• [Task to complete] Can you retype every one of the lines below, character for character, without changing anything?

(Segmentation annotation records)
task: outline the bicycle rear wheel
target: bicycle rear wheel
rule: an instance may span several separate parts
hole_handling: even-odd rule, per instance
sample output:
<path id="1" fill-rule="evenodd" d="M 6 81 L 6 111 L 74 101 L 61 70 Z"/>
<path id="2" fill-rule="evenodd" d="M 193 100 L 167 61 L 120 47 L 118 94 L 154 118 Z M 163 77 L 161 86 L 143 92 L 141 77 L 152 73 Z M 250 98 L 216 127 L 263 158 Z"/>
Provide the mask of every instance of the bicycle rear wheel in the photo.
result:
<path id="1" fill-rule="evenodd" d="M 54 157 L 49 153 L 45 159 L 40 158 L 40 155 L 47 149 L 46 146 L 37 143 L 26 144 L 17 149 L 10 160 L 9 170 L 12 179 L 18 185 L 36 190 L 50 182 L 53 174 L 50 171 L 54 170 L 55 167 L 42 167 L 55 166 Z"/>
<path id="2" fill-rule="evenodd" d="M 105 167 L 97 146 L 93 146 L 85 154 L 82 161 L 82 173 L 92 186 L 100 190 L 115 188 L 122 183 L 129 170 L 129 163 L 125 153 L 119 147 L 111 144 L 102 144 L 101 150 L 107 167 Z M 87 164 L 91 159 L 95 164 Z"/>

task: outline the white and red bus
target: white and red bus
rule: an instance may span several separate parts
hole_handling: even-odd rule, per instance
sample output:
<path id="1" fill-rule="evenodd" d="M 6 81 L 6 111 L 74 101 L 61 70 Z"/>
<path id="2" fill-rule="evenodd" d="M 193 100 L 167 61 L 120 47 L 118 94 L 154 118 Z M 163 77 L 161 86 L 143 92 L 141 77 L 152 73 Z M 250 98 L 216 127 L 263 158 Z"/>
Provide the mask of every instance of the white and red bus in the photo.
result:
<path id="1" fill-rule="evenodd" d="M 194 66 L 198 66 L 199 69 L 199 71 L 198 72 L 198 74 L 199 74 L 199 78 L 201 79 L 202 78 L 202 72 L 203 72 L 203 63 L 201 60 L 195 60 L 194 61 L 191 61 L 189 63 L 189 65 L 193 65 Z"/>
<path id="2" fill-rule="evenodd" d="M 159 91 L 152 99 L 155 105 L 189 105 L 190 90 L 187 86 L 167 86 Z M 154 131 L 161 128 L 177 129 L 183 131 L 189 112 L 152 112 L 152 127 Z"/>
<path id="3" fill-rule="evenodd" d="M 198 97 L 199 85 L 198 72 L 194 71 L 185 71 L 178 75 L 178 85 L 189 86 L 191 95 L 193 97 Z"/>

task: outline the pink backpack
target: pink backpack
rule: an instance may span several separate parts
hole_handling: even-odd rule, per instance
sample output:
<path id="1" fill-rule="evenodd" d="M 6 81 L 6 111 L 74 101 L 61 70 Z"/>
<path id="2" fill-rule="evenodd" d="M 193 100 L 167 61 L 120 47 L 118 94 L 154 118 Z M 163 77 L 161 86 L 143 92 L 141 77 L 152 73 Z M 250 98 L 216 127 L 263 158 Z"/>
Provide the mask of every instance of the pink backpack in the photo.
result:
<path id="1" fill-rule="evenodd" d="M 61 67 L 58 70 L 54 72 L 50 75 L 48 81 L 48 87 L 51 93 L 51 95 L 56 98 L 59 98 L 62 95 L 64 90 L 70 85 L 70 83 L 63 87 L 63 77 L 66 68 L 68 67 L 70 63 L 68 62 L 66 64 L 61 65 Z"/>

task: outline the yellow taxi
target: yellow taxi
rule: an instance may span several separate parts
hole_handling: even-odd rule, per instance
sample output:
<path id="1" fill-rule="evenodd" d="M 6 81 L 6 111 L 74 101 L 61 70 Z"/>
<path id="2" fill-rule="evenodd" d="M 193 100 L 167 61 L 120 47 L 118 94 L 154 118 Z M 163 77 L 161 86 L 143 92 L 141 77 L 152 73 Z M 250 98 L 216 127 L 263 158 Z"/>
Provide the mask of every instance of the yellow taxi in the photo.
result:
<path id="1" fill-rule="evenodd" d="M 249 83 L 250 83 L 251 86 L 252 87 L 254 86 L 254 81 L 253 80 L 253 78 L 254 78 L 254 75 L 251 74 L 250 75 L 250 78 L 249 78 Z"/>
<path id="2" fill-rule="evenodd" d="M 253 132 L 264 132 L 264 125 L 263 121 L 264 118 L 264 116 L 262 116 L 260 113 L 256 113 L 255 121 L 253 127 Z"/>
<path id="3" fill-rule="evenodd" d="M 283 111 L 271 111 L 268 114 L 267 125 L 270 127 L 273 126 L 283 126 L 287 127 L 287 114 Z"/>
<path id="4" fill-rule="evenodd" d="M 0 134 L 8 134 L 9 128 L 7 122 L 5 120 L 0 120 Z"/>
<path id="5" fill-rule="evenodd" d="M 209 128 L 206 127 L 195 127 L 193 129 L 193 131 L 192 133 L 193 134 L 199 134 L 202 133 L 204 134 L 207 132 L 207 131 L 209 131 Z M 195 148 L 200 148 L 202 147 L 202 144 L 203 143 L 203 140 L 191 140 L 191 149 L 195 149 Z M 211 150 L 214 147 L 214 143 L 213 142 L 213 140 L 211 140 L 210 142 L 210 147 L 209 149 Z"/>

• [Correct answer]
task: outline the bicycle rear wheel
target: bicycle rear wheel
rule: an instance may span several separate parts
hole_handling: even-odd rule, per instance
sample output:
<path id="1" fill-rule="evenodd" d="M 6 81 L 6 111 L 74 101 L 61 70 Z"/>
<path id="2" fill-rule="evenodd" d="M 193 100 L 167 61 L 120 47 L 118 94 L 154 118 Z M 163 77 L 161 86 L 143 92 L 141 77 L 152 73 Z M 250 98 L 216 127 L 263 158 Z"/>
Provide the mask of every instance of the bicycle rear wheel in the photo.
result:
<path id="1" fill-rule="evenodd" d="M 54 157 L 49 153 L 45 159 L 40 158 L 40 155 L 47 149 L 46 146 L 37 143 L 26 144 L 17 149 L 10 160 L 9 170 L 12 179 L 18 185 L 36 190 L 50 182 L 53 174 L 50 171 L 54 170 L 55 167 L 42 167 L 55 166 Z"/>
<path id="2" fill-rule="evenodd" d="M 105 167 L 97 146 L 93 146 L 85 154 L 82 161 L 82 173 L 92 186 L 100 190 L 115 188 L 122 183 L 129 170 L 129 163 L 125 153 L 119 147 L 111 144 L 102 144 L 101 150 L 107 167 Z M 87 164 L 91 159 L 95 164 Z"/>

task: outline the white and red bus
target: white and red bus
rule: an instance may span several separate parts
hole_handling: even-odd rule, per instance
sample output:
<path id="1" fill-rule="evenodd" d="M 6 81 L 6 111 L 74 101 L 61 70 Z"/>
<path id="2" fill-rule="evenodd" d="M 193 100 L 167 61 L 120 47 L 118 94 L 154 118 Z M 163 77 L 161 86 L 143 92 L 141 77 L 152 73 Z M 250 98 L 216 127 L 263 158 Z"/>
Provide the mask of every instance of the white and red bus in the photo.
result:
<path id="1" fill-rule="evenodd" d="M 194 66 L 198 66 L 199 69 L 199 71 L 198 72 L 198 74 L 199 74 L 199 78 L 201 79 L 202 78 L 202 72 L 203 72 L 203 63 L 201 60 L 195 60 L 194 61 L 191 61 L 189 63 L 189 65 L 193 65 Z"/>
<path id="2" fill-rule="evenodd" d="M 159 91 L 152 99 L 155 105 L 189 105 L 190 90 L 187 86 L 167 86 Z M 154 131 L 161 128 L 177 129 L 183 131 L 189 112 L 152 112 L 152 127 Z"/>
<path id="3" fill-rule="evenodd" d="M 198 97 L 199 85 L 198 72 L 194 71 L 185 71 L 178 75 L 178 85 L 189 86 L 191 95 L 193 97 Z"/>

task: outline the pink backpack
target: pink backpack
rule: an instance may span several separate parts
hole_handling: even-odd rule, per instance
sample output:
<path id="1" fill-rule="evenodd" d="M 6 81 L 6 111 L 74 101 L 61 70 Z"/>
<path id="2" fill-rule="evenodd" d="M 193 100 L 167 61 L 120 47 L 118 94 L 154 118 Z M 163 77 L 161 86 L 143 92 L 141 77 L 152 73 Z M 250 98 L 216 127 L 263 158 Z"/>
Provide the mask of every instance of the pink backpack in the photo.
result:
<path id="1" fill-rule="evenodd" d="M 61 67 L 58 70 L 54 72 L 50 75 L 48 81 L 48 87 L 51 93 L 51 95 L 56 98 L 59 98 L 62 95 L 64 90 L 70 85 L 70 83 L 63 87 L 63 77 L 66 68 L 68 67 L 70 63 L 68 62 L 66 64 L 61 65 Z"/>

task: outline the yellow taxi
target: yellow taxi
rule: an instance may span several separate parts
hole_handling: even-odd rule, per instance
sample output:
<path id="1" fill-rule="evenodd" d="M 6 81 L 6 111 L 74 101 L 61 70 Z"/>
<path id="2" fill-rule="evenodd" d="M 193 100 L 167 61 L 120 47 L 118 94 L 154 118 Z M 163 77 L 161 86 L 143 92 L 141 77 L 152 73 Z M 250 98 L 216 127 L 263 158 Z"/>
Provide the mask of every instance of the yellow taxi in the photo.
result:
<path id="1" fill-rule="evenodd" d="M 249 83 L 250 83 L 251 86 L 252 87 L 254 86 L 254 81 L 253 80 L 253 78 L 254 78 L 254 75 L 251 74 L 250 75 L 250 78 L 249 78 Z"/>
<path id="2" fill-rule="evenodd" d="M 253 132 L 264 132 L 264 125 L 263 121 L 264 118 L 264 116 L 262 116 L 260 113 L 256 113 L 255 121 L 253 127 Z"/>
<path id="3" fill-rule="evenodd" d="M 283 111 L 271 111 L 268 114 L 267 125 L 270 127 L 273 126 L 283 126 L 287 127 L 287 114 Z"/>
<path id="4" fill-rule="evenodd" d="M 0 134 L 8 134 L 9 128 L 7 122 L 5 120 L 0 120 Z"/>
<path id="5" fill-rule="evenodd" d="M 209 128 L 206 127 L 195 127 L 193 129 L 193 131 L 192 133 L 193 134 L 199 134 L 202 133 L 204 134 L 207 132 L 207 131 L 209 131 Z M 195 148 L 200 148 L 202 147 L 202 144 L 203 143 L 203 140 L 191 140 L 191 149 L 195 149 Z M 211 150 L 214 147 L 214 143 L 213 142 L 213 140 L 211 140 L 210 142 L 210 147 L 209 149 Z"/>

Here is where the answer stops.